*Exercise directions*: Starting at the line that contains "Place one point per instance of the forested" and continuing to the last of the entries, write those lines out again with "church tower" changed to "bell tower" and everything else left as it is.

Object location annotation data
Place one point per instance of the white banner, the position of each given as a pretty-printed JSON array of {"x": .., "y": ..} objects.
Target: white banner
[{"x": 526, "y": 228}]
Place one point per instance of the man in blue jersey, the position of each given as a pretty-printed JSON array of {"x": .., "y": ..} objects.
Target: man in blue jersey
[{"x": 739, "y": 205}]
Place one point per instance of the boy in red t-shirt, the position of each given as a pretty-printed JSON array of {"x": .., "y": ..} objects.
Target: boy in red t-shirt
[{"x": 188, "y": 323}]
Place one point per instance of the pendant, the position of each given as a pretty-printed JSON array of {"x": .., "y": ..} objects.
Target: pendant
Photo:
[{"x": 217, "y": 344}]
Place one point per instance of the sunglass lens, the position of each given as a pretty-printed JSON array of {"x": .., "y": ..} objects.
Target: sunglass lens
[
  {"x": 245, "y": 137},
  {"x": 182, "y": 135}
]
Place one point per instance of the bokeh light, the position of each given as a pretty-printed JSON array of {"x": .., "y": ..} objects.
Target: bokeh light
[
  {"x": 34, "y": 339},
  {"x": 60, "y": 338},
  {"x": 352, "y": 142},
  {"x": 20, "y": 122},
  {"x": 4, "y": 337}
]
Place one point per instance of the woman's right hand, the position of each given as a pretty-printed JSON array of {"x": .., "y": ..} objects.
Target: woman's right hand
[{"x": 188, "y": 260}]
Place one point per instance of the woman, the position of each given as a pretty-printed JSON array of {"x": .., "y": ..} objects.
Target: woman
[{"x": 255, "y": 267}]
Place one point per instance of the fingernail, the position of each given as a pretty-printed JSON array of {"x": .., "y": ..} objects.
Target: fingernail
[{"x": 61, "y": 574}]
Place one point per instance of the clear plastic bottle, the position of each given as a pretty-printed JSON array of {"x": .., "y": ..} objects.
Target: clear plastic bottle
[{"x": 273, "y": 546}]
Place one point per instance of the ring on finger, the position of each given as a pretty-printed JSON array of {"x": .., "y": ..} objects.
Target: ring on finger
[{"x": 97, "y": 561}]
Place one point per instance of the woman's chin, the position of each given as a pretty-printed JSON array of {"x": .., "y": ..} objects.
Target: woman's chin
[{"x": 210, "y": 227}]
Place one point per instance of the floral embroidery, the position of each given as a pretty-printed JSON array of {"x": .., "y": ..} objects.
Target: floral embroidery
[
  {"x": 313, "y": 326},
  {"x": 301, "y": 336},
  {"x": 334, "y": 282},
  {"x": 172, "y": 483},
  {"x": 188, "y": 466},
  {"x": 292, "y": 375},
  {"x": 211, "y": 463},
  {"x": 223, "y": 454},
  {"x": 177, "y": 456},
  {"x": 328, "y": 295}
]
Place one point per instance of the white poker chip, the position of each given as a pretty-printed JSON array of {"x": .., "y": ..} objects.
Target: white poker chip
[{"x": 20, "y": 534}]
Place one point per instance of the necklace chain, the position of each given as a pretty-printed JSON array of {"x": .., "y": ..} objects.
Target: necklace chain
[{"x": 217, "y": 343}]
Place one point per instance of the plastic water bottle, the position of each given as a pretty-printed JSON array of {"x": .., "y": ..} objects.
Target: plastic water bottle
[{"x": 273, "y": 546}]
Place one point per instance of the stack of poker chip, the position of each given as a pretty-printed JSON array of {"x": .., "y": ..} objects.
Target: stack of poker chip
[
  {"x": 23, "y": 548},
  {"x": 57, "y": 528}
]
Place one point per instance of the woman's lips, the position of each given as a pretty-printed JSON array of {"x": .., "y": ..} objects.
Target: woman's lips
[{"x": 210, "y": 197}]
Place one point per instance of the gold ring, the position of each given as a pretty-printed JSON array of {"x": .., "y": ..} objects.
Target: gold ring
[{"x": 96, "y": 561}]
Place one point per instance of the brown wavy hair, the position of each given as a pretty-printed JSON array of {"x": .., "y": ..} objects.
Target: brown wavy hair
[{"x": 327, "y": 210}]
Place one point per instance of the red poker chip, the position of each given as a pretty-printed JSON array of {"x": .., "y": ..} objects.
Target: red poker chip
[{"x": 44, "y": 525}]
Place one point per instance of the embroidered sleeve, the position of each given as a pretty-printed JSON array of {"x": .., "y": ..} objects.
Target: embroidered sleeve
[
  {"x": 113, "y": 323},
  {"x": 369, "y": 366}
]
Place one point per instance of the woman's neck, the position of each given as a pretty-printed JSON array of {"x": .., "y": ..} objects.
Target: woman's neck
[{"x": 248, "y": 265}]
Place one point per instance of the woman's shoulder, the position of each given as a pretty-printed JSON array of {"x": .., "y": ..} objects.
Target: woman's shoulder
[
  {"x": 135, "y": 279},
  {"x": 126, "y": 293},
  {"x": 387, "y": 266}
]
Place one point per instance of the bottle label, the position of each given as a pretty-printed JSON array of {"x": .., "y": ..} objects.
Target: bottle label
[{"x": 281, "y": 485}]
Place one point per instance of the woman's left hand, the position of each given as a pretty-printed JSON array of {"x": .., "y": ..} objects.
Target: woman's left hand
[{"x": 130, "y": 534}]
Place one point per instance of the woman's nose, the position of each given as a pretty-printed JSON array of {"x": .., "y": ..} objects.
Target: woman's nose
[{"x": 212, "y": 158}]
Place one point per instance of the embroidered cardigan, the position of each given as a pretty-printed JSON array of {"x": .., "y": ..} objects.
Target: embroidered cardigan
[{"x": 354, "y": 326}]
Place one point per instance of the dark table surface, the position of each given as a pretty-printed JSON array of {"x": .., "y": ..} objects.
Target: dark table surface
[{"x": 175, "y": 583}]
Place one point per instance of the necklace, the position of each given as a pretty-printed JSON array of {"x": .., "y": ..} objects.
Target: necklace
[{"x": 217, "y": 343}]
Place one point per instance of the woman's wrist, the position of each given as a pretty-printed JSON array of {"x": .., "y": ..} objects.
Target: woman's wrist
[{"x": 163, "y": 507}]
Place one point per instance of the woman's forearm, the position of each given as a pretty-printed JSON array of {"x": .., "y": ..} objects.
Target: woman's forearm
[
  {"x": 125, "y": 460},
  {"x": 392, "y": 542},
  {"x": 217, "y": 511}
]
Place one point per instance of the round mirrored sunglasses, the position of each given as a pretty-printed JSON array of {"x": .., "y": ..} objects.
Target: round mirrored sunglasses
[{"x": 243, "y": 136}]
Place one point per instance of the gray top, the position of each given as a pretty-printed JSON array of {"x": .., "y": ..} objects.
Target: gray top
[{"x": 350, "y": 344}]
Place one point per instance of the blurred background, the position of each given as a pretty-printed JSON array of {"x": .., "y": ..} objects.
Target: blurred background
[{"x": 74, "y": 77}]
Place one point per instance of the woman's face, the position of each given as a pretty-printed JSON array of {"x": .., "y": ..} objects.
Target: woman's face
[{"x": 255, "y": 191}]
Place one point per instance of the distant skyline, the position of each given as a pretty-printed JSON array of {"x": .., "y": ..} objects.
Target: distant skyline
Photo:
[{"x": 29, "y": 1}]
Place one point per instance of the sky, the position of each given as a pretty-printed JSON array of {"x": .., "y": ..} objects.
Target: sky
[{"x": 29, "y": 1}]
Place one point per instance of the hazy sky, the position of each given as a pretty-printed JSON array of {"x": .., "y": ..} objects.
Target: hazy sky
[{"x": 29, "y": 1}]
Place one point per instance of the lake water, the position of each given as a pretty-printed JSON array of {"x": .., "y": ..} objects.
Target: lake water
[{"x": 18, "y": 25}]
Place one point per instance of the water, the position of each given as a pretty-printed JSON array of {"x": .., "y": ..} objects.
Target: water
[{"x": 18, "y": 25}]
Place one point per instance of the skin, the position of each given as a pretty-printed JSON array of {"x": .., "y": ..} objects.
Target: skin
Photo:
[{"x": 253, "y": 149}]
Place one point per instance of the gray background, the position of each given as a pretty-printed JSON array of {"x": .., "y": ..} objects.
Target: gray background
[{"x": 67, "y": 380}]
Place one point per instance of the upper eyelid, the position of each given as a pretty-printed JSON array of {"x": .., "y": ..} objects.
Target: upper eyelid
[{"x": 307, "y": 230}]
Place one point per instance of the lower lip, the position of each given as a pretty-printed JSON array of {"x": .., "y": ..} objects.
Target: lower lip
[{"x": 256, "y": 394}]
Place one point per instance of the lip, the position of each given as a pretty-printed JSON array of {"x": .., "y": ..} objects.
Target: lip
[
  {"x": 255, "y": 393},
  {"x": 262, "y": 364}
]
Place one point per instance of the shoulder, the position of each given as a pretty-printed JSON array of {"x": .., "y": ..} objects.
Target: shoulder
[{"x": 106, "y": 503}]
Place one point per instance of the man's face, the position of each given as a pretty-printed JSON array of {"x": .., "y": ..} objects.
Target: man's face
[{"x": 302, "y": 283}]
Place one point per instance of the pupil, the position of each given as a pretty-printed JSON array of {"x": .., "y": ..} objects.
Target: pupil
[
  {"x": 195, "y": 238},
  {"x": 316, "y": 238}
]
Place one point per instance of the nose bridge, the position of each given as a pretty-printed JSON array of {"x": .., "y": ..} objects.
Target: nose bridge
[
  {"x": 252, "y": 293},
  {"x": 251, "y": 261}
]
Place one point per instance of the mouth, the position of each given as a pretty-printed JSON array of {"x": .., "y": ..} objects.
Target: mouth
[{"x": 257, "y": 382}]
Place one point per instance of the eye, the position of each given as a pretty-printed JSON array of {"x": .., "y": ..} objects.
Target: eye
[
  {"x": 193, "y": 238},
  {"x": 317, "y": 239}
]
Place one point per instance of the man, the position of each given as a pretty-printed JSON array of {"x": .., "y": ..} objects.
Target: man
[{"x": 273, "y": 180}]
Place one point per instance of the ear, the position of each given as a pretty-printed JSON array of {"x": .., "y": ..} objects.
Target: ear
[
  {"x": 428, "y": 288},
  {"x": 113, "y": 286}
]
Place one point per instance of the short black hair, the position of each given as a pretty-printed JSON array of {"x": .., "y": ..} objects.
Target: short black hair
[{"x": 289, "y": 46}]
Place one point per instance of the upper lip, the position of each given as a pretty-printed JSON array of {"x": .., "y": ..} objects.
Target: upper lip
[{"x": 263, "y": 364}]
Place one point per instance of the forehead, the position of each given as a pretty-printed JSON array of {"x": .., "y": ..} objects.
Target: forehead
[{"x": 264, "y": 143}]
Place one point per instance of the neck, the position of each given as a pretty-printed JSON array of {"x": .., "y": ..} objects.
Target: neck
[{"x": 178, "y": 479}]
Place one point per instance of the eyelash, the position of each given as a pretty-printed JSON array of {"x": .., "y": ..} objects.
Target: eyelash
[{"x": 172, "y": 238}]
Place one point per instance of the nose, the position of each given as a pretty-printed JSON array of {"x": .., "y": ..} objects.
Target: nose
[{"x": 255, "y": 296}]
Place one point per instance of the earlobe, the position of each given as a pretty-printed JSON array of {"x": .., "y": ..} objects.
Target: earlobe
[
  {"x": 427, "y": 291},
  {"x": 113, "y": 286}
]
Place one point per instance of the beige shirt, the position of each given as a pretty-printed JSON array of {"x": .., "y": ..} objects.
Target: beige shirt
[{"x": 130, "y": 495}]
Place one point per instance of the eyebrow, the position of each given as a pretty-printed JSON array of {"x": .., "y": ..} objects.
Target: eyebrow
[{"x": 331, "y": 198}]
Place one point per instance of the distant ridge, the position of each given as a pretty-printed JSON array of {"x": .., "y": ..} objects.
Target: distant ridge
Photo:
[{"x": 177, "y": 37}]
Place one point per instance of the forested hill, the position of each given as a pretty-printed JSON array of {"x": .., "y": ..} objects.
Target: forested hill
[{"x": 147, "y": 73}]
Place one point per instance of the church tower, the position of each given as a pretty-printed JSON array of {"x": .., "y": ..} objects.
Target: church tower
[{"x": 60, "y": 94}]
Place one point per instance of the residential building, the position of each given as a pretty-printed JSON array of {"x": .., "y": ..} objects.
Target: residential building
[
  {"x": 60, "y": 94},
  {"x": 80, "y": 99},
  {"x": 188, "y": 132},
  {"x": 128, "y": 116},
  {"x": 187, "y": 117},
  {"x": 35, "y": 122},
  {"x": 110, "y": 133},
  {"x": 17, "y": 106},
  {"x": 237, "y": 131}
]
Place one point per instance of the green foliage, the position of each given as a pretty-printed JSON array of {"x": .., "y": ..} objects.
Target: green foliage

*Reply*:
Place one point per instance of the forested hill, the position of each given as a pretty-printed JSON array of {"x": .., "y": ..} objects.
Target: forested hill
[{"x": 147, "y": 73}]
Place one point per instance of the bell tower, the position of each given as a pretty-printed JSON array of {"x": .., "y": ..} objects.
Target: bell tower
[{"x": 60, "y": 94}]
Place one point per instance of the residential building, the position of each given as a pretty-printed JSON array of {"x": .., "y": ..} objects.
Target: residential building
[
  {"x": 60, "y": 94},
  {"x": 80, "y": 99},
  {"x": 188, "y": 132},
  {"x": 128, "y": 116},
  {"x": 187, "y": 117},
  {"x": 35, "y": 122},
  {"x": 110, "y": 133},
  {"x": 17, "y": 106},
  {"x": 237, "y": 131}
]
Place one point per instance of the green foliage, the position of each given as a pretty-printed JSON array of {"x": .., "y": ..} objects.
Target: green foliage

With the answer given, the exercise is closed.